* _AIM OF THE TASK_: The pictures are to be dropped, and the records below are to be restated word for word.
--- SUPPLIED RECORDS Enclosed Below ---
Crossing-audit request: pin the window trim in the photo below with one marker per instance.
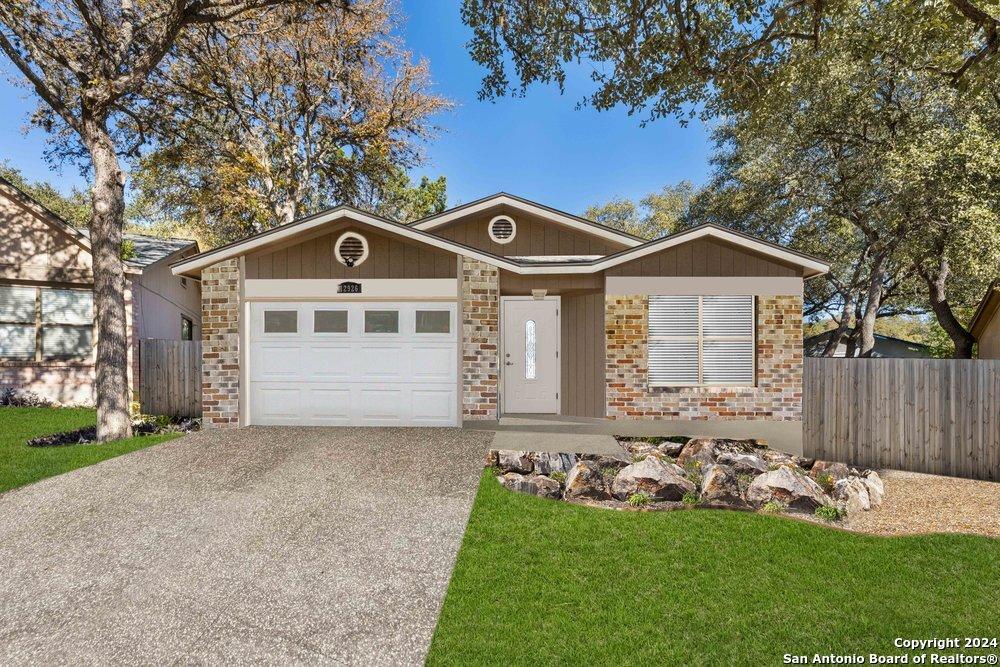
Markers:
(40, 324)
(700, 339)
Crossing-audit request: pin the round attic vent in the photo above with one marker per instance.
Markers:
(351, 249)
(502, 229)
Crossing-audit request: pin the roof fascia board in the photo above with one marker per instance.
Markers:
(569, 221)
(209, 258)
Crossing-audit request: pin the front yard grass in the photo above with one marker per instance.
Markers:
(546, 582)
(20, 464)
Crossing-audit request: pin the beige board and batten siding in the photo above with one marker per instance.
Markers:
(389, 256)
(534, 236)
(33, 249)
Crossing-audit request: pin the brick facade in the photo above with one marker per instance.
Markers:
(777, 396)
(480, 289)
(220, 373)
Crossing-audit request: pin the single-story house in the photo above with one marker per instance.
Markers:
(498, 307)
(985, 326)
(47, 342)
(886, 347)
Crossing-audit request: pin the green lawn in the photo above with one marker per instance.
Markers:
(20, 464)
(544, 582)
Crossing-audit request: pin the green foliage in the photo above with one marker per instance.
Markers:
(826, 481)
(828, 512)
(128, 250)
(639, 499)
(658, 214)
(772, 507)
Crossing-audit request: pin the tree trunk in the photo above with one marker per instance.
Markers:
(937, 292)
(838, 333)
(106, 223)
(873, 301)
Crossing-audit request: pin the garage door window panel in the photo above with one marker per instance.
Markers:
(433, 322)
(382, 321)
(330, 321)
(281, 321)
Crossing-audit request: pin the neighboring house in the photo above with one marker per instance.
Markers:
(498, 307)
(985, 326)
(46, 300)
(885, 347)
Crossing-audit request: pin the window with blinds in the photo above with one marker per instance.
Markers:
(701, 341)
(41, 323)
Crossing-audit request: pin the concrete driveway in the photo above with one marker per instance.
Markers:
(262, 545)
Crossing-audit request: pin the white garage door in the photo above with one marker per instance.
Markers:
(367, 364)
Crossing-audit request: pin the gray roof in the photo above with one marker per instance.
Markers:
(151, 249)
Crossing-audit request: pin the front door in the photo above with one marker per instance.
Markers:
(530, 329)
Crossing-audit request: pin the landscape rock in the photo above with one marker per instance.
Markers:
(721, 487)
(511, 461)
(585, 481)
(547, 463)
(659, 480)
(853, 493)
(536, 485)
(876, 487)
(836, 471)
(671, 449)
(789, 486)
(698, 449)
(750, 464)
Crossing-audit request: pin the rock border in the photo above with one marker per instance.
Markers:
(651, 474)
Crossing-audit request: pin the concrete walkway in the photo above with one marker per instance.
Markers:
(268, 545)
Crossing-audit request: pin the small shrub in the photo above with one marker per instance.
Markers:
(772, 507)
(639, 499)
(826, 481)
(829, 512)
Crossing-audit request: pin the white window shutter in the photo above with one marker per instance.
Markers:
(17, 303)
(728, 340)
(674, 316)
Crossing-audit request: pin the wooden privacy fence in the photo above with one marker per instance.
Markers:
(170, 377)
(927, 415)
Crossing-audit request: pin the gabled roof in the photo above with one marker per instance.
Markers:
(148, 249)
(986, 311)
(191, 265)
(519, 203)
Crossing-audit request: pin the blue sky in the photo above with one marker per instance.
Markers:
(540, 147)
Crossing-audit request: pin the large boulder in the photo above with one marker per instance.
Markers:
(853, 493)
(698, 449)
(547, 463)
(789, 486)
(511, 461)
(720, 487)
(536, 485)
(836, 471)
(671, 449)
(659, 480)
(585, 481)
(876, 488)
(749, 464)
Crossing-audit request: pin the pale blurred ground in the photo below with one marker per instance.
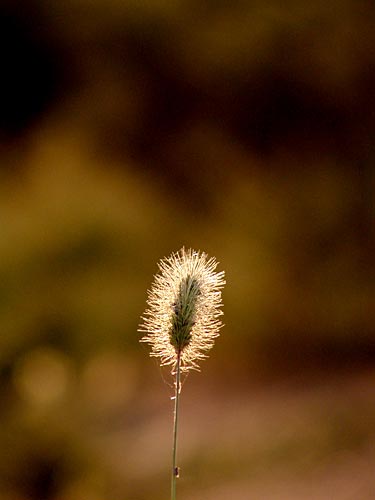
--- End of Enclosed SUPPLIED RECORDS ---
* _SOLUTION TO THE EXERCISE_:
Crossing-audit request: pin the window trim in the photo below with one marker per instance.
Markers:
(40, 324)
(700, 339)
Crossing-audit request: pin the round attic vent in the photo above with one marker per instance.
Markers:
(351, 249)
(502, 229)
Crossing-audit request: pin the roof fascia board in the photo above with one marker per instance.
Markers:
(569, 221)
(209, 258)
Crossing-audit request: pin the front yard grass in the photo above with one marker per instance.
Markers:
(546, 582)
(20, 464)
Crossing-audit request: pin the beige board and batten siding in the photo above with one marker per instance.
Markers:
(389, 256)
(534, 236)
(33, 249)
Crossing-audit request: pin the brick facade in the photo above with one marker per instance.
Markers:
(777, 396)
(480, 289)
(220, 373)
Crossing-audit request: pin the single-story house in the photo above with one marker per instance.
Markers:
(498, 307)
(985, 326)
(47, 342)
(886, 347)
Crossing-audit request: pin the green lawn in the photo above with one marker per instance.
Markers:
(20, 464)
(544, 582)
Crossing-audit request: pin the green foliage in the photo above with one marker per instance.
Markers:
(826, 481)
(828, 512)
(128, 250)
(639, 499)
(658, 214)
(772, 507)
Crossing-audit request: pin the tree trunk in the photo above with one marker per instance.
Markers:
(937, 292)
(838, 333)
(106, 223)
(873, 301)
Crossing-audit request: pin the garage door window panel in the photo above with one marker per instance.
Markers:
(433, 322)
(382, 321)
(330, 321)
(281, 321)
Crossing-audit request: pin the neighboring house in the photo above with one marker per instance.
Markers:
(498, 307)
(985, 326)
(46, 300)
(885, 347)
Crossing-audit request: pin the window with blinds in the photo above with one marker per instance.
Markers:
(701, 341)
(41, 323)
Crossing-audit request: pin the concrete driveway in the photo above with one marker per instance.
Markers:
(262, 545)
Crossing-audit request: pin the white garage door in the photo above with one marker per instance.
Markers:
(367, 364)
Crossing-audit request: pin the gray roof in the photo above with one marker per instance.
Markers:
(151, 249)
Crossing-audit request: pin the front door in the photo above with one marker per instance.
Markers:
(530, 329)
Crossing-audit request: pin the landscape rock in the photo above with one marker per instance.
Markers:
(721, 487)
(511, 461)
(585, 481)
(547, 463)
(659, 480)
(853, 493)
(536, 485)
(876, 487)
(836, 471)
(671, 449)
(789, 486)
(698, 449)
(750, 464)
Crossing-audit request: pin the rock border in the photo above with one marker per instance.
Markers:
(651, 474)
Crossing-audit request: pin the concrete walkway in the photo above with one marker per instance.
Markers:
(268, 545)
Crossing-audit request: pin the small shrub in the photo above with one marker per instance.
Markers:
(772, 507)
(639, 499)
(826, 481)
(829, 512)
Crossing-audit request: pin the white window shutter in the photo above with one marker per instance.
Markers:
(17, 303)
(728, 340)
(674, 316)
Crossing-audit request: pin the wooden privacy fence in the photo above with one marker per instance.
Markers:
(170, 377)
(927, 415)
Crossing-audit request: pin the gabled roof in the photo above with one marker per instance.
Markers:
(148, 249)
(986, 311)
(191, 265)
(519, 203)
Crossing-audit request: pin the blue sky in the photo above with one marker per instance.
Markers:
(540, 147)
Crossing-audit request: pin the large boulder in the photo above with one marker per instance.
Markers:
(853, 493)
(698, 449)
(547, 463)
(789, 486)
(511, 461)
(720, 487)
(536, 485)
(836, 471)
(671, 449)
(659, 480)
(585, 481)
(876, 488)
(749, 464)
Crossing-audit request: pin the pale blurred ground in the photo below with one marker per instance.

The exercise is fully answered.